**提示文:**
第58回日本作業療法学会

講演情報

教育講演

[EL-3] 教育講演3
内部障害でのリハビリテーションで
作業療法士が期待されていること

2024年11月9日(土) 14:30 〜 16:00 B会場 (中ホール)

座長:佐藤 央基(神戸大学大学院保健学研究科パブリックヘルス領域)

[EL-3-2] ICUにおける作業療法士の役割

早川 貴行 (神戸市立医療センター中央市民病院)

 近年、ICU入室患者の高齢化と重症化が進行している。医療技術の進歩により救命率は向上したが、長期ICU滞在に伴う意識障害の遷延化、せん妄、認知機能低下により、病前のADLを下回る重症患者が増加している。その結果、身体機能だけでなく認知・精神機能の低下を含む集中治療後症候群(PICS)への対応が喫緊の課題となっている。

**課題項目:** ICUにおける作業療法士の役割を扱った提示文のうち、「[EL-3-2] ICUにおける作業療法士の役割」から「応が喫緊の課題となっている。」までの部分を、一字も変えずに再掲してください。 次に示す記録は、提示文とは別の出典から取られたものです。

データセットの記録
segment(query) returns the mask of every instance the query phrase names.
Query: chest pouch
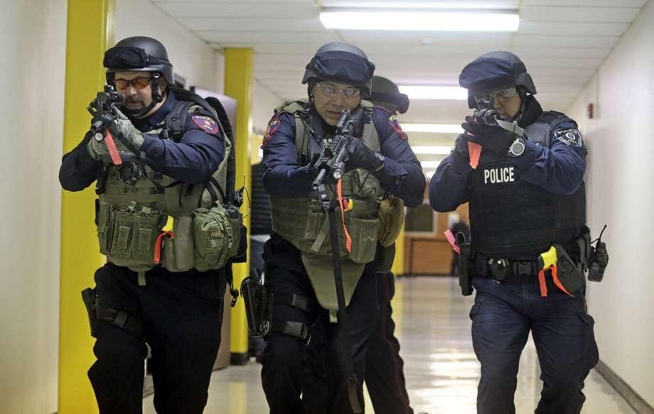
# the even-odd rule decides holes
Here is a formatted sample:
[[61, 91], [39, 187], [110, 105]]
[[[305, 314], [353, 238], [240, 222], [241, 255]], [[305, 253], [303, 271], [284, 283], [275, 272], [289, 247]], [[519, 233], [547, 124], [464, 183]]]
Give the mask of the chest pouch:
[[196, 209], [193, 219], [195, 267], [200, 271], [224, 266], [240, 244], [242, 218], [238, 208], [215, 203]]
[[96, 212], [100, 253], [109, 261], [146, 271], [154, 266], [156, 238], [168, 217], [133, 202], [125, 208], [99, 202]]

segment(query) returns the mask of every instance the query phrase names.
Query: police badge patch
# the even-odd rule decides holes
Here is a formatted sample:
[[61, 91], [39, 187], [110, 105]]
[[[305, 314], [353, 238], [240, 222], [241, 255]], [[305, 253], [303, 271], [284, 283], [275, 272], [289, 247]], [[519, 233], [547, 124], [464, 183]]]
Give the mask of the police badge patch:
[[209, 134], [218, 134], [218, 124], [210, 116], [193, 115], [191, 117], [193, 123]]
[[400, 136], [403, 140], [407, 141], [409, 139], [409, 136], [407, 135], [407, 133], [402, 131], [402, 126], [400, 126], [400, 122], [397, 121], [397, 115], [391, 115], [388, 117], [388, 124], [391, 126], [393, 129], [393, 131], [397, 133], [397, 135]]
[[279, 119], [275, 116], [270, 121], [270, 123], [268, 124], [268, 128], [266, 129], [266, 132], [264, 133], [264, 142], [261, 146], [266, 146], [268, 141], [272, 138], [273, 134], [279, 129], [280, 126], [282, 126], [282, 123], [279, 122]]
[[560, 129], [554, 133], [556, 138], [570, 146], [581, 146], [581, 134], [576, 128]]

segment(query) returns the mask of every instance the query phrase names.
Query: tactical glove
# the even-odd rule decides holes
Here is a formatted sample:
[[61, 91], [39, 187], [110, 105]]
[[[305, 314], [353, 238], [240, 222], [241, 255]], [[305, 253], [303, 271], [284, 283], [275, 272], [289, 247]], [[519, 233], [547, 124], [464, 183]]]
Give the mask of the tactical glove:
[[466, 122], [461, 126], [468, 132], [462, 136], [464, 140], [478, 143], [483, 149], [503, 156], [508, 155], [509, 146], [515, 139], [513, 132], [500, 126], [478, 122], [473, 116], [466, 116]]
[[[112, 111], [114, 113], [114, 119], [107, 122], [107, 128], [116, 138], [116, 141], [122, 141], [134, 153], [134, 155], [138, 156], [139, 151], [143, 145], [143, 133], [136, 129], [132, 121], [121, 112], [120, 109], [114, 107]], [[103, 117], [103, 121], [107, 121], [107, 118]]]

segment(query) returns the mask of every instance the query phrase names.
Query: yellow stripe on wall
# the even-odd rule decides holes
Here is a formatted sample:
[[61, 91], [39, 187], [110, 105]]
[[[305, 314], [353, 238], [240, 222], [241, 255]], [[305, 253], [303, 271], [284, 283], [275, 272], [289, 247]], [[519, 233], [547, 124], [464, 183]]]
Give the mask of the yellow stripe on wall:
[[[252, 50], [250, 48], [227, 48], [225, 50], [225, 94], [236, 99], [236, 187], [245, 185], [252, 193], [250, 134], [252, 131]], [[241, 212], [247, 214], [248, 197]], [[245, 219], [250, 236], [250, 215]], [[247, 262], [235, 264], [234, 285], [238, 288], [250, 271]], [[232, 354], [247, 352], [247, 325], [242, 299], [232, 310], [230, 351]]]
[[[68, 152], [90, 124], [86, 110], [104, 85], [102, 58], [112, 43], [114, 0], [69, 0], [63, 150]], [[80, 292], [92, 286], [103, 261], [94, 224], [94, 189], [64, 191], [61, 200], [59, 308], [59, 414], [97, 413], [87, 370], [95, 358], [93, 339]]]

**記述回答:**
[EL-3-2] ICUにおける作業療法士の役割

早川 貴行 (神戸市立医療センター中央市民病院)

 近年、ICU入室患者の高齢化と重症化が進行している。医療技術の進歩により救命率は向上したが、長期ICU滞在に伴う意識障害の遷延化、せん妄、認知機能低下により、病前のADLを下回る重症患者が増加している。その結果、身体機能だけでなく認知・精神機能の低下を含む集中治療後症候群(PICS)への対応が喫緊の課題となっている。